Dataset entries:
=== Begin Enclosure ===

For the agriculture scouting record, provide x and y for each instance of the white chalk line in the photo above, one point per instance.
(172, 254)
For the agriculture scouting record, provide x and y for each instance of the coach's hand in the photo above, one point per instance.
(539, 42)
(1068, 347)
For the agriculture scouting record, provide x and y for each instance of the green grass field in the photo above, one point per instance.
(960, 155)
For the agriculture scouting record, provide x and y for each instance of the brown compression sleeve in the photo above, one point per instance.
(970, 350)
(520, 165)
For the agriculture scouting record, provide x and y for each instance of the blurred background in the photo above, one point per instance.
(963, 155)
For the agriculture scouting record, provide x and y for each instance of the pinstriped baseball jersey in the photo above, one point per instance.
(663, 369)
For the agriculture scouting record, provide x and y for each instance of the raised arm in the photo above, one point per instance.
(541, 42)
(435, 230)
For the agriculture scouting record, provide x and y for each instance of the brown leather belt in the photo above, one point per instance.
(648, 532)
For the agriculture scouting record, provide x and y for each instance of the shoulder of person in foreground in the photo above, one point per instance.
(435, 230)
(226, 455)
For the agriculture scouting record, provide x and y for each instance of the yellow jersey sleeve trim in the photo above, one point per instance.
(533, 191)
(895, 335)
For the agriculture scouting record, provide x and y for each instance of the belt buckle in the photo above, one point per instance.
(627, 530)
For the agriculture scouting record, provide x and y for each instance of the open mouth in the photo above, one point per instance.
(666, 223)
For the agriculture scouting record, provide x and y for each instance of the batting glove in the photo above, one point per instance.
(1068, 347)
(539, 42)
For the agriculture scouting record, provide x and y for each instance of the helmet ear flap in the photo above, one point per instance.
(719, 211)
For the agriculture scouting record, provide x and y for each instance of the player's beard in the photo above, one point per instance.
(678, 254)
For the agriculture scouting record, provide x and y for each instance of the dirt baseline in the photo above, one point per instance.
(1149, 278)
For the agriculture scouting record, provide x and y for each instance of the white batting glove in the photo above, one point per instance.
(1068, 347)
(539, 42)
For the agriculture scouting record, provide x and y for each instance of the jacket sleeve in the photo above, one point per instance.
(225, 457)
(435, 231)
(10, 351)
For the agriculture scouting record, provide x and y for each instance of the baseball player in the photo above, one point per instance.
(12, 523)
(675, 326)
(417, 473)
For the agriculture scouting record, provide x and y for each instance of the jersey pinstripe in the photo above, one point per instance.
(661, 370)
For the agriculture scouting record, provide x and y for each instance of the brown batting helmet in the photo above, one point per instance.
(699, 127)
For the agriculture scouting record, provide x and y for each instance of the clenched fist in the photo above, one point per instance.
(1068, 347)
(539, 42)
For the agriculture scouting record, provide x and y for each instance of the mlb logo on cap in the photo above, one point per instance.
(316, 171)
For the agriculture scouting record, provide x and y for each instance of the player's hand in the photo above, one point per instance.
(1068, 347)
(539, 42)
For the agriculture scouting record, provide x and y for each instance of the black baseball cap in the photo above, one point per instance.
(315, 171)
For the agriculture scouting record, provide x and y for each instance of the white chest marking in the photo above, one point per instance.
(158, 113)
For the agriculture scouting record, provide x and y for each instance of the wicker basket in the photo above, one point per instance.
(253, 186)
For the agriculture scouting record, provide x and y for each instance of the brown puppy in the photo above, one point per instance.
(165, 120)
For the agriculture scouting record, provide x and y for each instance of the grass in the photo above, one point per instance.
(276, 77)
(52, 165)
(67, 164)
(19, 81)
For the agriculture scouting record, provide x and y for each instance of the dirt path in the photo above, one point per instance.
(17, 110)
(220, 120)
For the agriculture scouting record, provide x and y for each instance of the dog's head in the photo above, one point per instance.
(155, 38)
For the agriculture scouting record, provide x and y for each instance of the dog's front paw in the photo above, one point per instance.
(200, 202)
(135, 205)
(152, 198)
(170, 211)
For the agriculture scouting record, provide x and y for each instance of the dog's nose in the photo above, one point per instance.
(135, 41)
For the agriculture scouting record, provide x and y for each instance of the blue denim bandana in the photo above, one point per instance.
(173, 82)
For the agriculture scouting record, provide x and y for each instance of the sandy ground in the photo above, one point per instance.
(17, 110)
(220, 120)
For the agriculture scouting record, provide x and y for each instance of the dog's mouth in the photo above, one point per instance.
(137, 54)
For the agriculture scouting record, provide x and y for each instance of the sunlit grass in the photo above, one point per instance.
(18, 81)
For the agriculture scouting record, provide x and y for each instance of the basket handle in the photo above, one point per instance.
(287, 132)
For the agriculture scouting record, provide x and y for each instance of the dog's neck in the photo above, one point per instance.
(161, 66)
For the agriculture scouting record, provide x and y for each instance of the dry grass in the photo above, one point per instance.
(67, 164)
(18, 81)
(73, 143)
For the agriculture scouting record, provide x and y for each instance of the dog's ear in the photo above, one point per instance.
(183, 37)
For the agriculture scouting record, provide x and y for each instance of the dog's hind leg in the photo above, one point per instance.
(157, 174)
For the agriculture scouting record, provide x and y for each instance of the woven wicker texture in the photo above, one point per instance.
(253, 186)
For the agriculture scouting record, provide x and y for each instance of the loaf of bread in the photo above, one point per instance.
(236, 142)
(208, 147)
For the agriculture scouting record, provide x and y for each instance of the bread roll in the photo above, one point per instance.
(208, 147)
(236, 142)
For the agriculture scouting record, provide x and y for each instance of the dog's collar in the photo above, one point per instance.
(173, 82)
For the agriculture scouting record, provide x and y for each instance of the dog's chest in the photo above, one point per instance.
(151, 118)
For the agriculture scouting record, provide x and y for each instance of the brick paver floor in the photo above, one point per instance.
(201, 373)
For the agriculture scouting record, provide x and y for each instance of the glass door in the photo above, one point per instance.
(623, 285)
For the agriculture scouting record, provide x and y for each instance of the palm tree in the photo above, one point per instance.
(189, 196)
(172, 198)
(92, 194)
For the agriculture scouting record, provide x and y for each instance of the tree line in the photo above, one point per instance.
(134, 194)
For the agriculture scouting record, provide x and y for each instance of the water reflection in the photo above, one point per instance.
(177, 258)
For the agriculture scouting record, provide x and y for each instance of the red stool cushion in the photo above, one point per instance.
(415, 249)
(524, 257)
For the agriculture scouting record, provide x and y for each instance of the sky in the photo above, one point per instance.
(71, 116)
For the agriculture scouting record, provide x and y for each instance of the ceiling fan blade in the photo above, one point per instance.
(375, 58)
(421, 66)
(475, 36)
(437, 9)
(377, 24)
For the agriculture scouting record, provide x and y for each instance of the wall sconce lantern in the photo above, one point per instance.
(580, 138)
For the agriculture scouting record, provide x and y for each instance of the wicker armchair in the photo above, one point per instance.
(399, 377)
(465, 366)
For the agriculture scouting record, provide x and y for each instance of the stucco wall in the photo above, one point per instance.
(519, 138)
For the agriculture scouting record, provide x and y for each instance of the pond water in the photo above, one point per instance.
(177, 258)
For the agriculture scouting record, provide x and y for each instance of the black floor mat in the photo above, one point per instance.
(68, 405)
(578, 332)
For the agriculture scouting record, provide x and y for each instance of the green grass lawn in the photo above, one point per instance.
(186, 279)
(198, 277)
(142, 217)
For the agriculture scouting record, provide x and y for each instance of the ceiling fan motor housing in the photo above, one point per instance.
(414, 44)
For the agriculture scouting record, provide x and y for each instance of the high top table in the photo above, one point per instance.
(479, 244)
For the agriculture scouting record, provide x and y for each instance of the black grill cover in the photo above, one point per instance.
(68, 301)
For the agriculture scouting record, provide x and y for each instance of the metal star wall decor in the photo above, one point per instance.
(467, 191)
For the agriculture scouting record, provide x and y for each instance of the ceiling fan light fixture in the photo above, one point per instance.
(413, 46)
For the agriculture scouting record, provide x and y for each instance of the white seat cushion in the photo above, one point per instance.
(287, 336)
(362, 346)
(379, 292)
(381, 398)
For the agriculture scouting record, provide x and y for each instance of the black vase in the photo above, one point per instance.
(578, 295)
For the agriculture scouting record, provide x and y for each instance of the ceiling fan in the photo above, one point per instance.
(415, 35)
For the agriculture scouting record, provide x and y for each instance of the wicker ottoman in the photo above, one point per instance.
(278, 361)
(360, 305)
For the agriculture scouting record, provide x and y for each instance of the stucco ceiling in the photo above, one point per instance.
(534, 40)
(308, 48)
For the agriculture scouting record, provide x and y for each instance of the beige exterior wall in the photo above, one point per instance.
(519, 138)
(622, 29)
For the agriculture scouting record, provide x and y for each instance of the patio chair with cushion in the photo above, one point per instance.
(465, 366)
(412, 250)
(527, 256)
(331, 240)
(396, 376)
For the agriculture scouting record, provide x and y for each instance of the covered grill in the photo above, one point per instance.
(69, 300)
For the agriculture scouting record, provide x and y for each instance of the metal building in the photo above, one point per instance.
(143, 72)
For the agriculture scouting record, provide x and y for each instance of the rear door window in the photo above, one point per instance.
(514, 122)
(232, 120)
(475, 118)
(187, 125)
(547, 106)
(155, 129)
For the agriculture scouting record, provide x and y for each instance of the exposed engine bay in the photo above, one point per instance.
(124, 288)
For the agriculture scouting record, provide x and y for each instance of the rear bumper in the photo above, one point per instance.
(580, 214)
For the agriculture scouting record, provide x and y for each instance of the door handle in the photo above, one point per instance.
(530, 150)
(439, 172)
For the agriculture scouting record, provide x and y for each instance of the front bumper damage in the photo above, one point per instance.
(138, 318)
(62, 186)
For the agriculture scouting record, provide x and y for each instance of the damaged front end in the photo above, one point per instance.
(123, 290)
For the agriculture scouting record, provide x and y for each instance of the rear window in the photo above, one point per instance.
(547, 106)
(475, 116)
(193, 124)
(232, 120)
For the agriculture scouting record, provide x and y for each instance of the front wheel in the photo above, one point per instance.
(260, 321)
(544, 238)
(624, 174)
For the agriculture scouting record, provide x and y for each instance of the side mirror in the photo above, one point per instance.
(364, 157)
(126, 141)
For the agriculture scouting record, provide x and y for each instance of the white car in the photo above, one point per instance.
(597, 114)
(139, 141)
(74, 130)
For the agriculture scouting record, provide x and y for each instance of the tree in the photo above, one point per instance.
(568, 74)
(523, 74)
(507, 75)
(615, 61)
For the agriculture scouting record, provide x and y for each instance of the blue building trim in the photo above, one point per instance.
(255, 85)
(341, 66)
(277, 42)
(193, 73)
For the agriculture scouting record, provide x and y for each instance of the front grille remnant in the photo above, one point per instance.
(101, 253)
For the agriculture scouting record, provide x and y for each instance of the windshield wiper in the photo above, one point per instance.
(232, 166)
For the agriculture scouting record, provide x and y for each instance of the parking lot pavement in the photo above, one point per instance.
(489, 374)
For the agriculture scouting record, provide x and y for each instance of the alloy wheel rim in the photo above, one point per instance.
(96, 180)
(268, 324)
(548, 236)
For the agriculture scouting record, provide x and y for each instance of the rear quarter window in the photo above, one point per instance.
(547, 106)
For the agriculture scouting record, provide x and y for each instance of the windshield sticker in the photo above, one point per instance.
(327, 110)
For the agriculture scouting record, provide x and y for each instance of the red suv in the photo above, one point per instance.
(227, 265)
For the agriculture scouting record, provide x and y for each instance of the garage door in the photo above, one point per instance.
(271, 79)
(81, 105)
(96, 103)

=== End Enclosure ===

__Exercise__.
Using the entries above, give again each line from the one containing "of the alloy" through the last line, exactly and only those.

__Exercise output__.
For the agriculture scouting record, provide x and y for each instance of the alloy wheel rim in the photo above, one point per instance.
(96, 180)
(268, 324)
(548, 236)
For the agriculture scouting record, provide x and y for each instance of the rear quarter window in the photo above, one point per instance.
(547, 106)
For the agriculture scouting record, provide x and y for each instance of the windshield sticker in the photo above, one point per instance.
(327, 110)
For the agriculture scouting record, provide x and y for each instance of the red suv in the photo above, one point per instance.
(227, 265)
For the agriculture scouting record, provide x and y for each instance of the garage door in the photo above, one point per instance.
(271, 79)
(81, 105)
(96, 103)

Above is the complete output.